Texte source:
■ ■ ■

Écrit le mardi 02 août 2011 par PG Luneau
Le moins qu’on puisse dire, c’est que ce n’est pas une bonne journée pour Aurélien Zahner! D’abord, il apprend que sa femme le trompe avec son professeur de taï-chi. Puis, alors qu’il décide d’aller braquer un petit bistrot (pour montrer à la face du monde entier à quel point il est désespéré!), le pistolet qu’il tient en main… se transforme en banane!?!?! Finalement, alors qu’il fuit, complètement déboussolé par ce phénomène inexplicable, il se fait frapper. Mortellement.
Vous croyez que le bel Aurélien est au bout de ses peines? C’est que vous ne savez pas que l’on n’en est seulement qu’à la onzième page de l’album Zombillénium!! En effet, le pauvre bougre sera en plus mordu par un vampire (puis par un loup-garou, puis encore par le vampire, puis encore par le loup-garou…!?!) et embauché de force dans un parc d’attractions à la thématique bien particulière!!
Si cette mise en place vous intrigue et vous attire, indubitablement, c’est que vous êtes mûrs pour venir passer la journée à Zombillénium, le parc à thème le plus morbide de la planète! Fantômes, momies, cyclopes, monstres en tous genres, voici ce que vous trouverez dans ce paradis de la peur à petites doses! Tous les employés, de la personne qui actionne les montagnes russes à celle qui vend la barbe-à-papa, ont l’air attifé comme s’ils allaient à un party d’Halloween au château du comte Vlad, en Transylvanie! Seulement voilà : si les costumes et les effets spéciaux ont l’air si réel… c’est qu’ils le sont!! En effet, ces employés sont réellement des fantômes, des momies, des cyclopes et des monstres en tous genres, aucun costume ni aucun maquillage n’est requis!!

■ ■ ■

Parties de l'exercice:
1/ Recopiez mot pour mot le passage du texte sur Zombillénium, en partant des mots « Si cette mise » et en vous arrêtant après « maquillage n’est requis!! ».
2/ Indiquez combien de lignes des enregistrements contiennent le mot « basket ». Donnez uniquement le nombre.

■ ■ ■

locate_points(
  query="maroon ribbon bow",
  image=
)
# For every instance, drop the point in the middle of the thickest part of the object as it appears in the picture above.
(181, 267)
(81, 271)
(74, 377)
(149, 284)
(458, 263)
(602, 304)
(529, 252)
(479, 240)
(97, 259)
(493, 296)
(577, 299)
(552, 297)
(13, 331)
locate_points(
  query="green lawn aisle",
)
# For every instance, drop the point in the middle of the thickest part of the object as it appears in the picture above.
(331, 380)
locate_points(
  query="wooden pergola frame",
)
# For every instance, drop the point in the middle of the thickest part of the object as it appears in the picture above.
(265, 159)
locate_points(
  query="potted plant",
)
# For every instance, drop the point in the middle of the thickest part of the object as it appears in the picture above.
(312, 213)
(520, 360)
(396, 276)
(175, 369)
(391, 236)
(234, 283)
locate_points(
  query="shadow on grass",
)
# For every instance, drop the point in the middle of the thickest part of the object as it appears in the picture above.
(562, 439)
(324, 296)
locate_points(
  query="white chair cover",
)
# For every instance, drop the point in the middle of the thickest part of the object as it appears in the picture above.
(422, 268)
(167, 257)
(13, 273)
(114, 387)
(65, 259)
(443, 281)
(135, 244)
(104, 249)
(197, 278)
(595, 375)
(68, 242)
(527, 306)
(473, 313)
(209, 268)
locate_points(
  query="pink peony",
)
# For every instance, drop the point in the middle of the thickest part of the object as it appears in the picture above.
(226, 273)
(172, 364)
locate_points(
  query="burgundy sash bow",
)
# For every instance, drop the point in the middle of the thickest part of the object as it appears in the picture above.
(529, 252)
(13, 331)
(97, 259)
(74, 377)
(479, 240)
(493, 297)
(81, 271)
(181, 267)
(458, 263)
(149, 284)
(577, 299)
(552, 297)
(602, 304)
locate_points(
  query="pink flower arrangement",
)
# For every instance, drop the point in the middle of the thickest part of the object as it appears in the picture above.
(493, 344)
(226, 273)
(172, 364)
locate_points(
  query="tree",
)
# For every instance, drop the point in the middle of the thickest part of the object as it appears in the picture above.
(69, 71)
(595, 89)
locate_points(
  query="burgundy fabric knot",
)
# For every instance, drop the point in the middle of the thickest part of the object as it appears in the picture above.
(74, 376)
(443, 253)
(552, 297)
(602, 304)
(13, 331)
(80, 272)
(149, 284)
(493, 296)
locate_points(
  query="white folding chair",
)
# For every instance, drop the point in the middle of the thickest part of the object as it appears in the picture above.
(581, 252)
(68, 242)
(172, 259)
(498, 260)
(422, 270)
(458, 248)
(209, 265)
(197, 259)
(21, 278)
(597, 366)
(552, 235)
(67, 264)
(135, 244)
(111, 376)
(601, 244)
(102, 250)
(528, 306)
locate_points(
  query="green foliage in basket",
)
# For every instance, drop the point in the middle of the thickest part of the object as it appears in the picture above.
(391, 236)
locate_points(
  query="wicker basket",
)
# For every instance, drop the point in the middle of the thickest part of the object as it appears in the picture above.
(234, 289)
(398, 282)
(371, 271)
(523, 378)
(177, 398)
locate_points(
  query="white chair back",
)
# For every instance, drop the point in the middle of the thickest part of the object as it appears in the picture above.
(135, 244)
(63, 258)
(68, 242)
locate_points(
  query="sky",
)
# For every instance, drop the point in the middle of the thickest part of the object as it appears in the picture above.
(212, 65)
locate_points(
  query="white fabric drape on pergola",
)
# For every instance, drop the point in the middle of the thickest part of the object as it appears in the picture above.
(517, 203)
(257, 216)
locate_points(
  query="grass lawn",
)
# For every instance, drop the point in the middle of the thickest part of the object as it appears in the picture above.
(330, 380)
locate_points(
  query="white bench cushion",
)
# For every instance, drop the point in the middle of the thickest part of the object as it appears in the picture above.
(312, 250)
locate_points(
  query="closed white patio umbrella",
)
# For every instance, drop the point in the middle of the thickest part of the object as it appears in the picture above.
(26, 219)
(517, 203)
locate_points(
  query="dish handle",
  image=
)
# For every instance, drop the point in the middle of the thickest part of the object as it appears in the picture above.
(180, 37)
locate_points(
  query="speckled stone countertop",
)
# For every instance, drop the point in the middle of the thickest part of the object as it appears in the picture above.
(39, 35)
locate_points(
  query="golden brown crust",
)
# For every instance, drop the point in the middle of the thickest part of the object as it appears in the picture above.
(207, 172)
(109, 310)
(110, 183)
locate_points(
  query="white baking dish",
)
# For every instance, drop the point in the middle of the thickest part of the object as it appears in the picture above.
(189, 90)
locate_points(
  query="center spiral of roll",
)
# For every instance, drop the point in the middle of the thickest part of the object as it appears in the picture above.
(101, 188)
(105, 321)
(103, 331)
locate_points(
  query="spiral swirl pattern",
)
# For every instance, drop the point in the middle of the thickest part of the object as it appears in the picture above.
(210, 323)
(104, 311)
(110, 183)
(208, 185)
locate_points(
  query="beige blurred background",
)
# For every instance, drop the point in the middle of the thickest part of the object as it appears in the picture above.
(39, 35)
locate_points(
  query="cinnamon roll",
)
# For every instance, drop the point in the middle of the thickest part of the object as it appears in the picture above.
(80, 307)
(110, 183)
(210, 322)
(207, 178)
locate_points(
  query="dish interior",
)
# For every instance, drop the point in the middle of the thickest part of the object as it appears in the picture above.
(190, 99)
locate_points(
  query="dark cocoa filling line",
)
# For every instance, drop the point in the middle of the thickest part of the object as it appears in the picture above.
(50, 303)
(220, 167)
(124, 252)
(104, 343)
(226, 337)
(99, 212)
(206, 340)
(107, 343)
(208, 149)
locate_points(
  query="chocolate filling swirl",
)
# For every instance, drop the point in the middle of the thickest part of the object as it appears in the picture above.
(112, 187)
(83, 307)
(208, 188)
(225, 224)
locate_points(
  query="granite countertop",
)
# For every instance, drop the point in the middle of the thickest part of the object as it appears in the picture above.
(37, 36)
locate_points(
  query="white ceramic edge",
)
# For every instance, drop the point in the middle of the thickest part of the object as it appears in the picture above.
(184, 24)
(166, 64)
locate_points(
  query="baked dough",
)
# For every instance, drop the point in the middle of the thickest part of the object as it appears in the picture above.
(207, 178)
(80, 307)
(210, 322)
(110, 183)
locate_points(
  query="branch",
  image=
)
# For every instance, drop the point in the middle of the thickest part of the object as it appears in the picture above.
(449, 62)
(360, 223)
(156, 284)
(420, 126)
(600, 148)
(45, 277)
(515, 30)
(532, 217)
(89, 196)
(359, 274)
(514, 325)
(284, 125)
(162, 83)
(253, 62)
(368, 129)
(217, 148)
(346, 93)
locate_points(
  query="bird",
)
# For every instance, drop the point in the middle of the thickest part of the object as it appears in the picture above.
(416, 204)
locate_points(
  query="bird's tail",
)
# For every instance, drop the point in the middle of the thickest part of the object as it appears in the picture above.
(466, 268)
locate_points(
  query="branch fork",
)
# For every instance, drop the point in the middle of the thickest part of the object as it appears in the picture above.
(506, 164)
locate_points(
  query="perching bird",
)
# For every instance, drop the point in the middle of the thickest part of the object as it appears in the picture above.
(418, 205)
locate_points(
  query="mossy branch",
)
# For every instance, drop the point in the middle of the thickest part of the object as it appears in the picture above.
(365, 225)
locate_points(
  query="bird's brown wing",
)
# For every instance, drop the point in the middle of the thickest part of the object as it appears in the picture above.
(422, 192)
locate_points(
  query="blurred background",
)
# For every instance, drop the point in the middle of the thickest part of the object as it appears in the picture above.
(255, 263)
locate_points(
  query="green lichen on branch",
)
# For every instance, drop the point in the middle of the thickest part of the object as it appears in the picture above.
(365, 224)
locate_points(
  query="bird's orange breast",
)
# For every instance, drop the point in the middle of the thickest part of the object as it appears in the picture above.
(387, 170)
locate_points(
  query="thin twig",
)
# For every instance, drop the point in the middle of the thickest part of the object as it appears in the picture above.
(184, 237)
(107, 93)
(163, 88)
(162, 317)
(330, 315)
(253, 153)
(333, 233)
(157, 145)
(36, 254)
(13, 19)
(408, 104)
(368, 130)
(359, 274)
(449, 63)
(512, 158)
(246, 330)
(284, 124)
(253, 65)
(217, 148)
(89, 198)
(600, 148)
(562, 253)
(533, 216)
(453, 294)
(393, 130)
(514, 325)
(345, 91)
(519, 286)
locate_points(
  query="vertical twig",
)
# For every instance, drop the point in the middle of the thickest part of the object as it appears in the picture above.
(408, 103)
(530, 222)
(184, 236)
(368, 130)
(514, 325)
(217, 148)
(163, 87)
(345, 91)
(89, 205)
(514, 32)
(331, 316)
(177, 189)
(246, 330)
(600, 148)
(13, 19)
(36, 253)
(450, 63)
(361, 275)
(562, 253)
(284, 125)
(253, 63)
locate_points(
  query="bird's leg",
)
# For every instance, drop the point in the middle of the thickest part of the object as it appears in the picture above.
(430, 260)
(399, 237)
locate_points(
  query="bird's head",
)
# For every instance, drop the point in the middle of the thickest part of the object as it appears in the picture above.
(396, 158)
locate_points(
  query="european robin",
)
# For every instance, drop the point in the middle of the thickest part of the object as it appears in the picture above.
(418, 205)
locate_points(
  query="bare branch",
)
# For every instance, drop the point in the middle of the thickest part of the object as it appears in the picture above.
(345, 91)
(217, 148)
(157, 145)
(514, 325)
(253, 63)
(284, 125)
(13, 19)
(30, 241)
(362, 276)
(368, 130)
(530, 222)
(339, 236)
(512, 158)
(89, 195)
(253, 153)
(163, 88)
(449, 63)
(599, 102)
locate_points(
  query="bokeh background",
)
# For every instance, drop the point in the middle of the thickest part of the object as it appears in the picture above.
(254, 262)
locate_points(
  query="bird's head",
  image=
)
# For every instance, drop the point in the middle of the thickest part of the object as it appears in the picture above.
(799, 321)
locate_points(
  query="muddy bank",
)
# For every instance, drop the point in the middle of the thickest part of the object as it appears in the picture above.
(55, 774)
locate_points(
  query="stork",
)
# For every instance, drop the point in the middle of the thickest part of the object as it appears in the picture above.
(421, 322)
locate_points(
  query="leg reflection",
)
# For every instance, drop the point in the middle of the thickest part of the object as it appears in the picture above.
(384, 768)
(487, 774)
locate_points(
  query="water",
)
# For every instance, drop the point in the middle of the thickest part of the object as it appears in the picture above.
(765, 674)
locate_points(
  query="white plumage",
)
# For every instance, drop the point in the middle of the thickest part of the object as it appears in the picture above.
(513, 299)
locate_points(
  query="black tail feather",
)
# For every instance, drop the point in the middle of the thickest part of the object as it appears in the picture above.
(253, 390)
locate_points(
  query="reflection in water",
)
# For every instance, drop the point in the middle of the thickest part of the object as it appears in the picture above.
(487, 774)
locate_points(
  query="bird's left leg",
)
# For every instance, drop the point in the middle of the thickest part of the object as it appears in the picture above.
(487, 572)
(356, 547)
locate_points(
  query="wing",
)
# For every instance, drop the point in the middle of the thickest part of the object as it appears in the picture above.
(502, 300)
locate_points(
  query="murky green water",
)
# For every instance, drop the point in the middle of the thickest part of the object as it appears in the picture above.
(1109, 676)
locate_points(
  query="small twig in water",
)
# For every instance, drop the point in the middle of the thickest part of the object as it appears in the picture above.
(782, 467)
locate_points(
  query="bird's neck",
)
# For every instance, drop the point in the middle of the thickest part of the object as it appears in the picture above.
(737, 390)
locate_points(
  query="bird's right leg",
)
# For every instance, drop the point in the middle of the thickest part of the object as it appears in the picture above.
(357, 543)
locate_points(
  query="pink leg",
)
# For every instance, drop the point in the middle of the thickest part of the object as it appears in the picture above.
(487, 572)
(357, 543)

■ ■ ■

Réponses complètes:
1/
Si cette mise en place vous intrigue et vous attire, indubitablement, c’est que vous êtes mûrs pour venir passer la journée à Zombillénium, le parc à thème le plus morbide de la planète! Fantômes, momies, cyclopes, monstres en tous genres, voici ce que vous trouverez dans ce paradis de la peur à petites doses! Tous les employés, de la personne qui actionne les montagnes russes à celle qui vend la barbe-à-papa, ont l’air attifé comme s’ils allaient à un party d’Halloween au château du comte Vlad, en Transylvanie! Seulement voilà : si les costumes et les effets spéciaux ont l’air si réel… c’est qu’ils le sont!! En effet, ces employés sont réellement des fantômes, des momies, des cyclopes et des monstres en tous genres, aucun costume ni aucun maquillage n’est requis!!

2/ 2